[TASK OBJECTIVE] Please pull out every line in the rows below that contains the string "valley", and copy each of those lines in full.

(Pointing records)

--

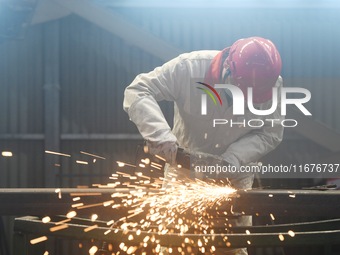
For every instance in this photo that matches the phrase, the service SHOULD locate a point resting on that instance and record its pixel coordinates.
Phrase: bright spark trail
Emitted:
(184, 206)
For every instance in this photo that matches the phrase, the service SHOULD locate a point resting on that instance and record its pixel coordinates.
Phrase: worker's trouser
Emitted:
(243, 182)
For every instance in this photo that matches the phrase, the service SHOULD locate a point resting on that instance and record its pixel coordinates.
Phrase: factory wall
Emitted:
(95, 66)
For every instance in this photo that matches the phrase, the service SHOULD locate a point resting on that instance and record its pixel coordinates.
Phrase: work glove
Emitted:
(164, 146)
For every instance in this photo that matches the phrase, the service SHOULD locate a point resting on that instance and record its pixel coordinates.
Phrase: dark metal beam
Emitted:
(252, 202)
(271, 235)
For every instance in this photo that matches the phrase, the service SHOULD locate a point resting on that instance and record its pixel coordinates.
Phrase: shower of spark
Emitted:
(184, 206)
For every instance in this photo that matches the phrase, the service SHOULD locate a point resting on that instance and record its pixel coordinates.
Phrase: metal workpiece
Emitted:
(306, 203)
(49, 201)
(313, 233)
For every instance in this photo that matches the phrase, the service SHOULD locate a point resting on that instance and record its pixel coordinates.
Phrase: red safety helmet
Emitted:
(255, 62)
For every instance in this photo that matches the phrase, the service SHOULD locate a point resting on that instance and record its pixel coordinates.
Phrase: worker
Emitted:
(252, 62)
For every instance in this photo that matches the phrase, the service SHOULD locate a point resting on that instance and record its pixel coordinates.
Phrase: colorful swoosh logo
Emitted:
(208, 92)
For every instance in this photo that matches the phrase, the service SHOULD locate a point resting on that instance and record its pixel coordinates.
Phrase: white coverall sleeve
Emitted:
(141, 96)
(257, 143)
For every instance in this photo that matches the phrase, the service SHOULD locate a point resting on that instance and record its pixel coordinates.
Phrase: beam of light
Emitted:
(58, 153)
(38, 240)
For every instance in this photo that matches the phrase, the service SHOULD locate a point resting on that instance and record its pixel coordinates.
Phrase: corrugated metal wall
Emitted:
(96, 66)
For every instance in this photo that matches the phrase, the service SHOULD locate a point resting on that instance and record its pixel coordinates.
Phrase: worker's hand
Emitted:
(166, 148)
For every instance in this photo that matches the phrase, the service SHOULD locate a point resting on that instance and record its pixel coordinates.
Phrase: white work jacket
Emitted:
(176, 81)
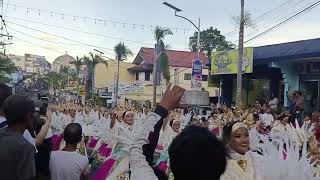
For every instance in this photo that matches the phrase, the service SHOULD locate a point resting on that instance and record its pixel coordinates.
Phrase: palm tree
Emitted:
(91, 63)
(122, 52)
(159, 35)
(78, 63)
(55, 81)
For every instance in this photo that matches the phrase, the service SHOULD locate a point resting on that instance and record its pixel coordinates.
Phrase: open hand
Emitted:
(171, 98)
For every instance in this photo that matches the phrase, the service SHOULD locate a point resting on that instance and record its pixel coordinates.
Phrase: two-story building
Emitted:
(139, 74)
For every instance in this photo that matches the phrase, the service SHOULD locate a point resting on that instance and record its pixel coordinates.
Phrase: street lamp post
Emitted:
(176, 10)
(241, 57)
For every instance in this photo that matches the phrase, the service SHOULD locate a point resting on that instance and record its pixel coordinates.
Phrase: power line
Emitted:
(84, 32)
(285, 21)
(273, 12)
(65, 38)
(85, 18)
(44, 39)
(39, 45)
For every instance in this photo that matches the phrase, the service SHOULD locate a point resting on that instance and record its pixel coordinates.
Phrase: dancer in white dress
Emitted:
(243, 164)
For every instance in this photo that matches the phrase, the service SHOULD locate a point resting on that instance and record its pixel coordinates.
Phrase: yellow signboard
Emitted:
(227, 62)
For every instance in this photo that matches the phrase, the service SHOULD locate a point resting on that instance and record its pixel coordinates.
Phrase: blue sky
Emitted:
(52, 41)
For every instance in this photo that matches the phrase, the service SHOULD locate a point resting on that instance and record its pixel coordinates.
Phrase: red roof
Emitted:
(142, 68)
(176, 58)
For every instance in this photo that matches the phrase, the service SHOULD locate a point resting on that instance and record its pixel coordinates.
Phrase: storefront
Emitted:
(279, 69)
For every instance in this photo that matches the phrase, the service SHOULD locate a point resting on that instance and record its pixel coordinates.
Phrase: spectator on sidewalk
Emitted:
(67, 164)
(16, 153)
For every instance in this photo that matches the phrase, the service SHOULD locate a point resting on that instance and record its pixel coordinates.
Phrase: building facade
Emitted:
(19, 61)
(136, 79)
(280, 69)
(61, 61)
(30, 63)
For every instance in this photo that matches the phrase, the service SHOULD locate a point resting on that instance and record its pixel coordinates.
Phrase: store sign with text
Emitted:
(128, 88)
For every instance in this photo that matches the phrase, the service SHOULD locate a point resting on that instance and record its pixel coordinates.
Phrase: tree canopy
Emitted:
(210, 40)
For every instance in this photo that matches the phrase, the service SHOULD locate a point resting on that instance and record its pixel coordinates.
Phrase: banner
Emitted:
(128, 88)
(227, 62)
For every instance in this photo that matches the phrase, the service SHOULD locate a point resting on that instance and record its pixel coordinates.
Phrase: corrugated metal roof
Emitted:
(286, 51)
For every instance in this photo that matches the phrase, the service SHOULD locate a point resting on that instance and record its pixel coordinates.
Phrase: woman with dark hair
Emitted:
(243, 164)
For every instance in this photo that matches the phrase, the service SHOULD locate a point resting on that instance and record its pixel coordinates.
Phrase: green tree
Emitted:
(91, 63)
(210, 40)
(6, 68)
(122, 52)
(159, 35)
(55, 80)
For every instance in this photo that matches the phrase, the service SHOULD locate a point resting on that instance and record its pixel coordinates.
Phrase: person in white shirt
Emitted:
(67, 164)
(194, 154)
(267, 118)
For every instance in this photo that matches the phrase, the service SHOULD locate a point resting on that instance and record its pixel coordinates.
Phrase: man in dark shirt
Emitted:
(16, 153)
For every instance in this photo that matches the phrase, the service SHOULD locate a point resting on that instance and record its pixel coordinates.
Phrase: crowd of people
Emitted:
(69, 141)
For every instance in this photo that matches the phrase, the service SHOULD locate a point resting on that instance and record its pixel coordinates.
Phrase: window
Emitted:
(187, 76)
(147, 76)
(204, 77)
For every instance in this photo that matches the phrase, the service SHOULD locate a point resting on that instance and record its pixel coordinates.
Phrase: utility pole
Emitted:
(241, 56)
(156, 75)
(2, 26)
(117, 80)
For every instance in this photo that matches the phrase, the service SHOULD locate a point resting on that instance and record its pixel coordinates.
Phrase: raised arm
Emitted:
(139, 166)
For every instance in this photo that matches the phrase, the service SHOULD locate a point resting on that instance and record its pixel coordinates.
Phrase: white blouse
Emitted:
(253, 170)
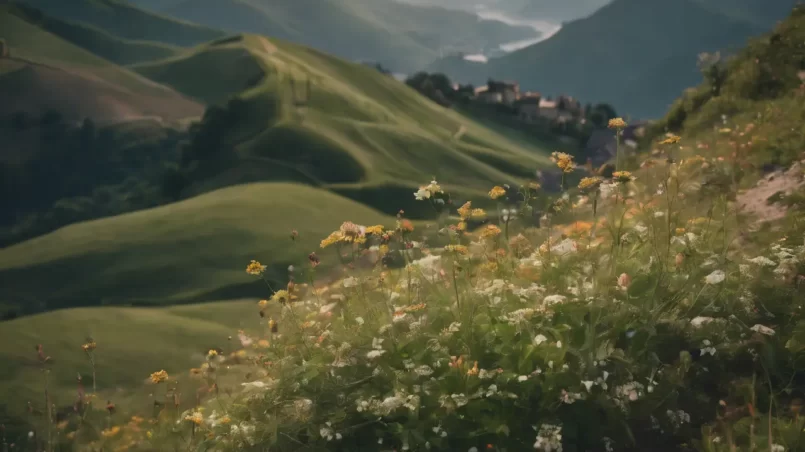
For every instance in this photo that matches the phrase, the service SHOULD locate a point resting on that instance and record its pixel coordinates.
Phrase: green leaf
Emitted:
(641, 285)
(797, 342)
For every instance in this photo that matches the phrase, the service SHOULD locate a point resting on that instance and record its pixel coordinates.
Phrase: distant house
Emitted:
(528, 107)
(509, 91)
(483, 94)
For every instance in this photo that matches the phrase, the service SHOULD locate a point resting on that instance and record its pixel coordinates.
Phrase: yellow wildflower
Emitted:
(159, 377)
(465, 211)
(110, 432)
(255, 268)
(195, 418)
(671, 139)
(616, 123)
(563, 161)
(427, 191)
(458, 249)
(622, 176)
(590, 183)
(497, 192)
(374, 230)
(406, 225)
(474, 371)
(350, 231)
(490, 231)
(89, 346)
(281, 296)
(521, 246)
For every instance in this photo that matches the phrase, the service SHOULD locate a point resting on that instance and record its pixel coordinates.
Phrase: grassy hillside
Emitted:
(359, 131)
(46, 72)
(191, 250)
(629, 43)
(755, 87)
(103, 44)
(122, 19)
(174, 339)
(663, 315)
(402, 37)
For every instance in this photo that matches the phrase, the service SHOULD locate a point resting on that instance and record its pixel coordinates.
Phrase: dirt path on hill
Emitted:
(754, 200)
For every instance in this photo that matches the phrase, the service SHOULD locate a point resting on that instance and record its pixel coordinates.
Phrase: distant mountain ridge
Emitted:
(643, 52)
(402, 37)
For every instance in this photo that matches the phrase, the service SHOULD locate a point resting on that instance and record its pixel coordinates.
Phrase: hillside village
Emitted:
(563, 117)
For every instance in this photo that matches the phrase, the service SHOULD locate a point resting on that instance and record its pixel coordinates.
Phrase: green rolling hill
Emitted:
(363, 136)
(45, 72)
(402, 37)
(359, 130)
(101, 43)
(259, 165)
(174, 339)
(124, 20)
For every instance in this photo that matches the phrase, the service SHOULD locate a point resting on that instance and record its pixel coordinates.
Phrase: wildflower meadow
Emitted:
(629, 313)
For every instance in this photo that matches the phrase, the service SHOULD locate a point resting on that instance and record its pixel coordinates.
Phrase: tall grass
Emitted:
(625, 314)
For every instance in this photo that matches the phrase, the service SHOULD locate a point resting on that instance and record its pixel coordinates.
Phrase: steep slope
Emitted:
(762, 88)
(358, 129)
(361, 134)
(103, 44)
(402, 37)
(127, 21)
(187, 251)
(45, 73)
(630, 43)
(126, 337)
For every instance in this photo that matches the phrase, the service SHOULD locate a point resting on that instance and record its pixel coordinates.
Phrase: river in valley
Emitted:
(544, 31)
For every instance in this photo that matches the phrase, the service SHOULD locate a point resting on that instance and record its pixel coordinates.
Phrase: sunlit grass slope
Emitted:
(46, 72)
(191, 250)
(104, 44)
(170, 338)
(360, 130)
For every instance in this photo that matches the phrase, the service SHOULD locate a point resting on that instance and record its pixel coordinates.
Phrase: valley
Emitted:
(152, 150)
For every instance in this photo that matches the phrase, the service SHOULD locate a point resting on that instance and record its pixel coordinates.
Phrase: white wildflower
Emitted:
(707, 347)
(549, 438)
(762, 261)
(758, 328)
(697, 322)
(716, 277)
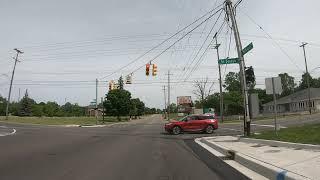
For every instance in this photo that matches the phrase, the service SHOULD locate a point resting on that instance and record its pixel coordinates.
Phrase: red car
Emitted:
(193, 123)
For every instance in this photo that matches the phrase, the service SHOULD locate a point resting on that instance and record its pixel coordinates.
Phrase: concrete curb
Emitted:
(267, 170)
(281, 144)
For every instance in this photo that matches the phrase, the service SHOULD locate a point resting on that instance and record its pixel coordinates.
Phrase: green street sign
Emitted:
(229, 61)
(247, 49)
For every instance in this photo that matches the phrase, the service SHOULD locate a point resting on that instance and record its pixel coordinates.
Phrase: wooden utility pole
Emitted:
(247, 120)
(12, 76)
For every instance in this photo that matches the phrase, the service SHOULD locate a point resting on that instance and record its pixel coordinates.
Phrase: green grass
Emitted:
(306, 134)
(61, 120)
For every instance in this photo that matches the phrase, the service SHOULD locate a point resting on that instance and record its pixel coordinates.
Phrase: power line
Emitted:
(162, 42)
(201, 57)
(275, 42)
(203, 42)
(178, 40)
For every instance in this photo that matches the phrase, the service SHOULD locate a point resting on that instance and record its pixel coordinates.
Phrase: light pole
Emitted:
(308, 75)
(14, 68)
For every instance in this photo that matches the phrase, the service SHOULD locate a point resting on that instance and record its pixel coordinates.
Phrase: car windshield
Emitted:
(184, 118)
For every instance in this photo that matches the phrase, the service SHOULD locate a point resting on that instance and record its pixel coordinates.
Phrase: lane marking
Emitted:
(266, 125)
(7, 134)
(231, 129)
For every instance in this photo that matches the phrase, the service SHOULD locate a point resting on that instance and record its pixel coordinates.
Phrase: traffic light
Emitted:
(129, 79)
(154, 69)
(250, 77)
(147, 69)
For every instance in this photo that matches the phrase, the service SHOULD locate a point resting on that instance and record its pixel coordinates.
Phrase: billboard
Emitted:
(184, 100)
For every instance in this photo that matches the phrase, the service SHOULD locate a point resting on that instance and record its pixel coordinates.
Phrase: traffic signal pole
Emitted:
(96, 111)
(246, 120)
(220, 80)
(308, 76)
(11, 81)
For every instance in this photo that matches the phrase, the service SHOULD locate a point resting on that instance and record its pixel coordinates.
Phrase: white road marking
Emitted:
(266, 125)
(7, 134)
(232, 129)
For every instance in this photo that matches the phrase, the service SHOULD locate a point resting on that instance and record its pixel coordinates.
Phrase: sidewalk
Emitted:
(273, 162)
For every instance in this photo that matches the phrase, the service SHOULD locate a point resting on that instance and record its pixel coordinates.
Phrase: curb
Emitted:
(267, 170)
(281, 144)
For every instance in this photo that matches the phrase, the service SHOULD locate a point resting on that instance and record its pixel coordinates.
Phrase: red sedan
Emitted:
(193, 123)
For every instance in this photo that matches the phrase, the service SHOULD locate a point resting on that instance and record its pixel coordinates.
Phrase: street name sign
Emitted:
(247, 49)
(229, 61)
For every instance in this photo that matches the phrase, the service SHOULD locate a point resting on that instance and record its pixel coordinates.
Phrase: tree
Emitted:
(3, 103)
(173, 108)
(118, 103)
(233, 102)
(263, 97)
(202, 89)
(232, 82)
(212, 101)
(37, 110)
(120, 82)
(51, 109)
(26, 105)
(288, 84)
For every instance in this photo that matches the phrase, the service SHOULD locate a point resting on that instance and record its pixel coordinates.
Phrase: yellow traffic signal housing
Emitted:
(154, 69)
(147, 69)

--

[REPLY TO THE EXERCISE]
Phrase: river in valley
Phrase: valley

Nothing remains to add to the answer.